### The problem
In each entry below, change "one point per instance" to "a single point for each instance" and leave every other character unchanged.

(Object location annotation data)
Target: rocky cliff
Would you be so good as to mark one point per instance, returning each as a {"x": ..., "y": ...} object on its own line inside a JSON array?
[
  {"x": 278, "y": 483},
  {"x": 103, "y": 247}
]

### Expected output
Target: rocky cliff
Would you be so good as to mark a single point for each instance, returning each as a {"x": ..., "y": ...} object on its own line inside a JSON array?
[
  {"x": 278, "y": 483},
  {"x": 103, "y": 247}
]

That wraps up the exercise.